[Saved entries]
◇ ◇ ◇ ◇
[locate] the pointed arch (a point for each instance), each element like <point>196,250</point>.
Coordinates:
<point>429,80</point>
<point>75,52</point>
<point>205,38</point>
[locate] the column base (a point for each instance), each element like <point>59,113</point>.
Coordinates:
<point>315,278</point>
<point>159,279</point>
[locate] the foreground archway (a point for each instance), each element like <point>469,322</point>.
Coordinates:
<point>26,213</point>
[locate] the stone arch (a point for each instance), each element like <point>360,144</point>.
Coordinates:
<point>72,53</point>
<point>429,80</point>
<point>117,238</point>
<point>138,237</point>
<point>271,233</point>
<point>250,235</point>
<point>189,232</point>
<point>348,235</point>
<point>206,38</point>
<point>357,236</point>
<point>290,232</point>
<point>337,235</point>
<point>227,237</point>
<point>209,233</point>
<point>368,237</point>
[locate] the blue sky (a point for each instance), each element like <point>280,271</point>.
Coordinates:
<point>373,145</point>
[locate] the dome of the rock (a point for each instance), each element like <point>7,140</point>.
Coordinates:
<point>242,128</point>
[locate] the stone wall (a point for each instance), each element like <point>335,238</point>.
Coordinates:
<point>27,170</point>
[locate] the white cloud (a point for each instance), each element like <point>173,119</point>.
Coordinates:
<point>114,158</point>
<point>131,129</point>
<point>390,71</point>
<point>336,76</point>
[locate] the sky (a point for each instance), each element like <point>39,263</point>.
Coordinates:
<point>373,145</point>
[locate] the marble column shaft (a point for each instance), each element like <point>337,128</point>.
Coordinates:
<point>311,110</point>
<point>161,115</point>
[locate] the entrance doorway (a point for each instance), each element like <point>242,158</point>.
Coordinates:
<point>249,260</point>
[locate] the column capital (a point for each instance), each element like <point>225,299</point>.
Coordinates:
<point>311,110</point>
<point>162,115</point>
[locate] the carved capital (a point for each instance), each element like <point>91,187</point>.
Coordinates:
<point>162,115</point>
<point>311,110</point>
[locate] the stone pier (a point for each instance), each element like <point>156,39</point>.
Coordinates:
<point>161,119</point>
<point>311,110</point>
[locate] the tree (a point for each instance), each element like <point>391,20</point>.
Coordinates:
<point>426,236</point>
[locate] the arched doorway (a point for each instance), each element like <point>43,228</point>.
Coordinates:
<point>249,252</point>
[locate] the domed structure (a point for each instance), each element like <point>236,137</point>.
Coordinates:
◇ ◇ ◇ ◇
- What you are asked to do:
Copy out the lines above word for word, stopping after the line containing "[locate] the stone arch".

- Final answer:
[locate] the pointed arch (a point for each instance), each element like <point>196,250</point>.
Coordinates:
<point>429,80</point>
<point>75,52</point>
<point>205,38</point>
[locate] the column base (a point for each instance), each element like <point>59,113</point>.
Coordinates:
<point>315,278</point>
<point>159,279</point>
[locate] the foreground archway (a point for each instance), each element like <point>469,322</point>.
Coordinates:
<point>26,213</point>
[locate] the stone arch (a point for each instance), each element like <point>360,144</point>.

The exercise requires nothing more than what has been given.